What you will do ▸ Scan the entries for lines with the word "given", then copy those lines.

Provided entries ▸
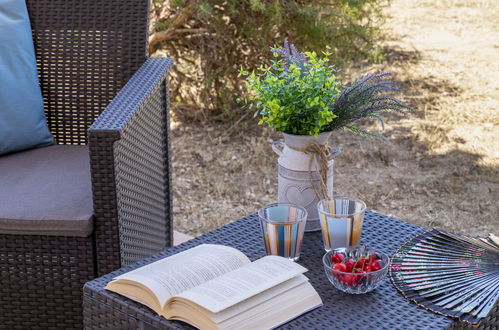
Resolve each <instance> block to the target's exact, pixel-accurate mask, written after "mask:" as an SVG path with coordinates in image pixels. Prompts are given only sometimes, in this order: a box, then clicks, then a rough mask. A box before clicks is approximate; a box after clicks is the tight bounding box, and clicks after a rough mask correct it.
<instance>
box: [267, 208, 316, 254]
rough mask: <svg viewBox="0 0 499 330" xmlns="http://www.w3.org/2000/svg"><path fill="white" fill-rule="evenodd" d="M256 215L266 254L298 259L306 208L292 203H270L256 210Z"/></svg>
mask: <svg viewBox="0 0 499 330" xmlns="http://www.w3.org/2000/svg"><path fill="white" fill-rule="evenodd" d="M258 217H259V218H260V225H261V228H262V236H263V242H264V244H265V249H266V250H267V254H268V255H275V256H281V257H286V258H289V259H291V260H293V261H296V260H298V259H299V258H300V249H301V245H302V241H303V232H304V231H305V224H306V222H307V210H305V208H303V207H301V206H298V205H293V204H270V205H267V206H265V207H263V208H261V209H260V210H258Z"/></svg>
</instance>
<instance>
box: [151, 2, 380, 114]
mask: <svg viewBox="0 0 499 330" xmlns="http://www.w3.org/2000/svg"><path fill="white" fill-rule="evenodd" d="M388 1H389V0H323V1H317V2H315V1H302V0H287V1H270V0H225V1H220V0H197V1H194V0H192V1H191V0H170V1H167V0H153V9H154V10H153V20H152V21H153V23H152V24H153V25H152V26H153V27H154V29H153V32H160V31H169V32H170V34H169V36H168V39H166V40H165V41H164V42H162V43H161V45H160V46H161V48H160V49H161V52H160V53H158V54H157V55H159V56H165V55H166V56H172V57H174V58H175V63H176V66H175V69H174V71H173V72H172V77H173V80H172V100H175V99H177V97H179V98H180V99H181V102H178V103H177V102H173V105H174V106H176V108H177V113H178V114H181V115H184V116H189V117H193V118H197V119H204V120H206V119H210V120H211V119H219V120H224V121H235V120H238V119H239V118H240V116H241V115H242V114H243V112H242V111H240V110H239V109H240V107H239V106H238V105H237V104H236V103H235V100H236V99H237V98H238V97H243V96H244V93H245V91H244V89H243V88H241V78H240V77H238V70H237V68H239V67H241V66H244V67H256V66H257V65H260V64H262V63H263V64H264V65H270V61H269V60H268V59H267V58H268V57H267V56H266V53H267V49H268V47H269V46H271V45H275V44H280V43H281V42H282V41H283V40H285V39H292V40H295V41H296V43H297V45H299V46H300V47H304V48H305V49H310V50H312V51H316V52H318V51H319V50H320V49H324V48H325V46H326V45H331V47H332V49H331V51H332V52H334V54H335V58H334V64H335V65H337V66H341V65H342V64H343V63H346V62H348V61H351V60H354V59H359V58H361V59H366V58H367V59H376V58H377V57H378V56H379V53H378V48H377V43H378V41H379V40H380V33H379V27H380V25H381V24H382V18H383V17H382V13H381V10H382V8H383V6H384V5H386V4H387V3H388ZM152 51H154V49H152ZM151 55H152V54H151Z"/></svg>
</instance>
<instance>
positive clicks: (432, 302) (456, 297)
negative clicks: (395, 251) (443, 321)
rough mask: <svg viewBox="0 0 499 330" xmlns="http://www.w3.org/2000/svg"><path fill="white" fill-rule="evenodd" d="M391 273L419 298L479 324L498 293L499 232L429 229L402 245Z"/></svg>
mask: <svg viewBox="0 0 499 330" xmlns="http://www.w3.org/2000/svg"><path fill="white" fill-rule="evenodd" d="M390 277H391V279H392V282H393V284H394V285H395V287H396V288H397V289H398V290H399V291H400V292H401V293H402V294H403V295H404V296H405V297H406V298H407V299H410V300H412V301H414V302H415V303H416V304H418V305H420V306H422V307H424V308H427V309H429V310H432V311H434V312H436V313H440V314H444V315H447V316H451V317H455V318H459V319H460V320H462V321H466V322H470V323H472V324H478V323H479V322H480V320H481V319H482V318H484V317H486V316H487V315H488V313H489V312H490V310H491V309H492V308H493V307H494V305H495V303H496V302H497V300H498V299H499V238H498V237H497V236H495V235H492V234H490V236H489V237H488V238H473V237H468V236H461V235H456V234H452V233H448V232H445V231H443V230H436V229H434V230H432V231H429V232H425V233H423V234H421V235H418V236H416V237H414V238H413V239H411V240H410V241H409V242H407V243H405V244H404V245H402V246H401V247H400V248H399V249H398V251H397V252H396V253H395V255H394V256H393V257H392V260H391V263H390Z"/></svg>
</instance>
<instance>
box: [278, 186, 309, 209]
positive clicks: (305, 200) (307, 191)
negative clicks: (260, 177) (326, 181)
mask: <svg viewBox="0 0 499 330" xmlns="http://www.w3.org/2000/svg"><path fill="white" fill-rule="evenodd" d="M283 191H284V194H283V196H282V197H284V200H286V201H287V202H288V203H291V204H296V205H302V206H304V207H308V206H309V205H311V204H312V203H313V202H314V201H316V199H315V191H314V189H313V188H312V187H311V186H296V185H288V186H287V187H286V188H285V189H283Z"/></svg>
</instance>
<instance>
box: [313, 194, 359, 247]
mask: <svg viewBox="0 0 499 330" xmlns="http://www.w3.org/2000/svg"><path fill="white" fill-rule="evenodd" d="M317 209H318V211H319V220H320V224H321V231H322V240H323V241H324V250H326V252H329V251H331V249H337V248H340V247H350V246H356V245H359V244H360V235H361V234H362V224H363V222H364V213H365V212H366V204H365V203H364V202H363V201H361V200H360V199H355V198H351V197H335V198H332V199H323V200H321V201H320V202H319V203H317Z"/></svg>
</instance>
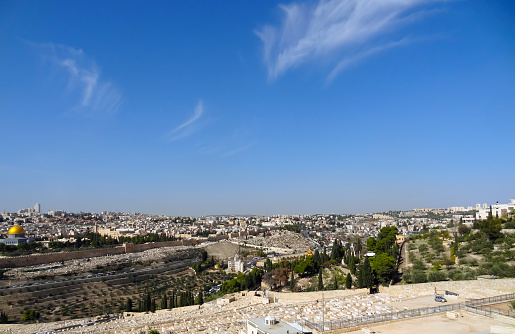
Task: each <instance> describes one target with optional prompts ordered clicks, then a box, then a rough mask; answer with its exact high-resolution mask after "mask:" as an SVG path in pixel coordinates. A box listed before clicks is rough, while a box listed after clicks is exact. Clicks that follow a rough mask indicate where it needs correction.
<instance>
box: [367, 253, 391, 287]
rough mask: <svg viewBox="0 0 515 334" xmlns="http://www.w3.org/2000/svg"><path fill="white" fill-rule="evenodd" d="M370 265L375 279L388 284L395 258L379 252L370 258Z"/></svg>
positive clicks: (384, 285)
mask: <svg viewBox="0 0 515 334" xmlns="http://www.w3.org/2000/svg"><path fill="white" fill-rule="evenodd" d="M370 266H371V268H372V271H373V273H374V277H375V278H376V279H377V281H378V282H379V283H380V284H382V285H384V286H388V285H389V284H390V281H391V279H392V275H393V273H394V272H395V260H394V259H393V258H392V257H391V256H388V255H387V254H386V253H381V254H378V255H376V256H374V257H373V258H372V259H371V260H370Z"/></svg>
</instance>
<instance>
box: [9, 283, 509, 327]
mask: <svg viewBox="0 0 515 334" xmlns="http://www.w3.org/2000/svg"><path fill="white" fill-rule="evenodd" d="M479 287H481V290H480V291H478V290H479V289H478V288H479ZM435 289H437V290H438V291H440V290H444V289H448V290H452V291H454V292H457V293H459V294H460V296H459V297H456V299H455V300H449V303H458V302H461V301H464V300H467V299H469V298H481V297H486V296H496V295H502V294H506V293H513V292H515V279H503V280H489V281H483V282H481V281H460V282H439V283H433V284H431V283H425V284H416V285H404V286H393V287H390V288H382V291H381V292H380V293H379V294H375V295H369V294H367V291H366V290H365V289H361V290H335V291H326V292H324V295H325V296H324V297H325V298H324V301H325V320H326V321H330V320H335V319H345V318H353V317H359V316H363V315H369V314H381V313H389V312H395V311H401V310H405V309H414V308H419V307H425V306H436V304H437V303H436V302H435V301H434V298H433V294H434V291H435ZM235 296H236V301H234V302H233V303H230V304H226V305H217V304H216V301H213V302H210V303H206V304H204V305H202V306H200V307H199V306H190V307H185V308H178V309H173V310H163V311H158V312H156V313H149V314H144V313H138V314H134V315H130V316H128V315H126V316H125V317H124V318H122V319H118V320H116V321H111V322H108V323H103V324H96V325H93V326H88V327H81V328H78V329H74V330H70V331H68V333H140V332H142V331H143V332H145V333H146V332H147V331H148V330H149V329H157V330H158V331H159V332H160V333H162V334H163V333H186V332H188V333H206V334H207V333H218V334H221V333H231V334H233V333H234V334H236V333H238V332H239V330H240V329H243V326H244V324H245V320H247V319H250V318H254V317H263V316H267V315H272V316H274V317H276V318H277V319H280V320H281V321H287V322H295V321H298V320H300V319H307V320H310V321H317V322H319V321H321V320H322V305H323V303H322V293H321V292H311V293H272V294H271V295H270V296H269V297H271V298H272V300H275V302H273V303H266V301H268V299H263V298H262V297H256V296H242V295H241V293H240V294H235ZM88 321H89V320H88V319H81V320H73V322H72V321H67V322H66V325H71V324H72V323H73V324H80V323H86V322H88ZM489 321H490V320H489ZM400 323H402V322H400ZM0 326H1V327H0V333H10V332H9V331H12V333H22V334H23V333H35V332H41V331H44V330H50V329H54V328H59V327H62V326H64V324H63V323H62V322H60V323H48V324H31V325H0ZM514 328H515V327H512V329H514ZM412 330H413V329H412ZM415 332H416V330H415Z"/></svg>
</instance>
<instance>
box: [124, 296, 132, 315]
mask: <svg viewBox="0 0 515 334" xmlns="http://www.w3.org/2000/svg"><path fill="white" fill-rule="evenodd" d="M132 308H133V304H132V299H130V297H129V298H127V303H126V304H125V311H126V312H132Z"/></svg>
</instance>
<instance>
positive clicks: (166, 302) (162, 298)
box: [161, 293, 168, 310]
mask: <svg viewBox="0 0 515 334" xmlns="http://www.w3.org/2000/svg"><path fill="white" fill-rule="evenodd" d="M167 308H168V296H167V295H166V293H165V294H164V295H163V298H162V299H161V309H162V310H165V309H167Z"/></svg>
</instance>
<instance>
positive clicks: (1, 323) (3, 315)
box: [0, 311, 9, 324]
mask: <svg viewBox="0 0 515 334" xmlns="http://www.w3.org/2000/svg"><path fill="white" fill-rule="evenodd" d="M8 322H9V317H8V316H7V313H5V312H4V311H2V312H0V324H6V323H8Z"/></svg>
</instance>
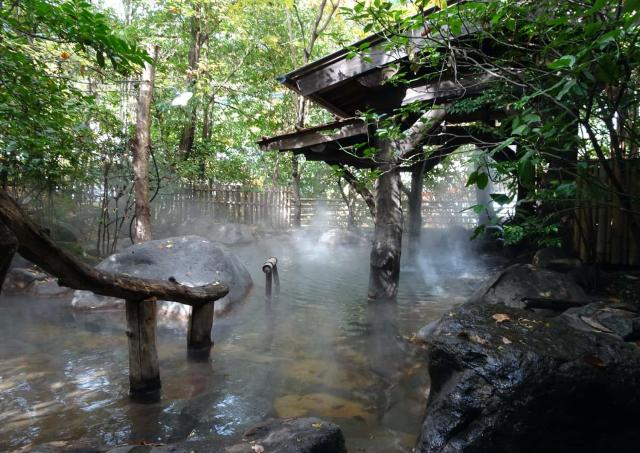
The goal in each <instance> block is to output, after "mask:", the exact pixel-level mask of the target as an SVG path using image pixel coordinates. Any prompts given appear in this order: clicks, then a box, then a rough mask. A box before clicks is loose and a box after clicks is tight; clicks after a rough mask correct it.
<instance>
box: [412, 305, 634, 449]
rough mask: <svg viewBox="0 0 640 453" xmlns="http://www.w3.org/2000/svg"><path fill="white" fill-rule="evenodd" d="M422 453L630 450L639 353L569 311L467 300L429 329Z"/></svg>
mask: <svg viewBox="0 0 640 453" xmlns="http://www.w3.org/2000/svg"><path fill="white" fill-rule="evenodd" d="M427 341H428V344H429V346H428V362H429V373H430V376H431V390H430V394H429V399H428V403H427V408H426V415H425V418H424V421H423V425H422V429H421V432H420V434H419V438H418V442H417V445H416V451H417V452H422V453H426V452H430V453H431V452H462V451H464V452H512V451H517V452H542V451H544V452H608V451H615V452H632V451H637V446H638V444H639V443H640V430H638V428H637V420H638V417H640V349H639V348H638V346H637V345H636V344H634V343H627V342H624V341H622V340H621V339H620V338H619V337H618V336H615V335H612V334H609V333H604V332H599V331H597V330H595V329H593V328H592V329H586V328H585V329H583V330H577V329H576V328H574V327H573V326H572V323H571V322H569V320H567V319H565V317H562V316H558V317H555V318H548V317H543V316H542V315H540V314H537V313H533V312H531V311H527V310H522V309H518V308H513V307H508V306H505V305H502V304H486V303H467V304H465V305H462V306H460V307H458V308H456V309H454V310H452V311H451V312H450V313H447V314H445V316H443V317H442V318H441V319H440V320H439V321H438V323H437V324H436V325H435V326H433V327H432V328H431V329H430V332H429V333H428V338H427Z"/></svg>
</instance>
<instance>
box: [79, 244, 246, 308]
mask: <svg viewBox="0 0 640 453" xmlns="http://www.w3.org/2000/svg"><path fill="white" fill-rule="evenodd" d="M96 268H97V269H100V270H103V271H108V272H117V273H124V274H127V275H130V276H133V277H141V278H151V279H158V280H168V279H169V278H174V279H175V280H177V281H178V282H179V283H183V284H186V285H190V286H199V285H206V284H209V283H213V282H222V283H226V284H228V285H229V294H227V295H226V296H225V297H223V298H222V299H220V300H217V301H216V302H215V313H216V314H221V313H223V312H225V311H227V310H228V309H229V308H230V306H231V304H233V303H235V302H238V301H240V300H242V299H243V298H244V297H245V295H246V294H247V292H248V291H249V289H250V288H251V285H252V284H253V282H252V280H251V276H250V275H249V272H248V271H247V269H246V268H245V267H244V266H243V265H242V263H240V261H239V260H238V259H237V258H236V257H235V256H234V255H233V254H231V253H230V252H229V251H228V250H227V249H226V248H224V247H223V246H221V245H220V244H217V243H215V242H211V241H208V240H207V239H205V238H202V237H199V236H178V237H173V238H168V239H162V240H156V241H148V242H142V243H140V244H135V245H132V246H131V247H129V248H127V249H125V250H123V251H122V252H120V253H116V254H115V255H111V256H110V257H108V258H107V259H105V260H104V261H102V262H101V263H100V264H98V266H96ZM72 306H73V307H74V308H76V309H109V308H123V307H124V301H123V300H122V299H116V298H113V297H104V296H98V295H95V294H93V293H92V292H90V291H76V292H75V293H74V297H73V301H72ZM189 310H190V307H188V306H187V305H183V304H180V303H177V302H162V303H161V304H160V305H159V314H160V315H161V316H166V317H171V318H179V319H181V318H184V319H186V318H187V316H188V314H189Z"/></svg>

Answer for the task ▸
Resolve each <instance> block to the target's exact, pixel-accurate mask, written after "mask:" as an SVG path with coordinates in image pixels. Prompts are given only sometimes, in this order: a box, then clicks, then a rough mask. A box before clicks is approximate; a box after clicks is the tight bounding box, and clicks after a rough mask correct it.
The goal in each <instance> block is to output, after "mask:", the exact pixel-level mask of the target as an SVG path using image pixel coordinates. Any prompts given appear in this order: clicks, then a box, then a rough mask. A box before clicks is loose and a box after clicks is tight; clicks after a rough mask correct it.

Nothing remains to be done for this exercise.